WHAT YOU SHOULD DO: Your answer should consist of the complete listing, repeated verbatim.

[[ SOURCE DATA open ]]

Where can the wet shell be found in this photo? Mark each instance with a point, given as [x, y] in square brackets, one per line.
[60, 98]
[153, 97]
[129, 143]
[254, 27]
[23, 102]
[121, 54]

[[ SOURCE DATA closed ]]

RESULT OF THIS TASK:
Where can the wet shell be found in this photo? Mark each instance with a point, given as [x, y] in square brackets, one per line.
[60, 98]
[153, 97]
[129, 143]
[254, 27]
[23, 102]
[121, 54]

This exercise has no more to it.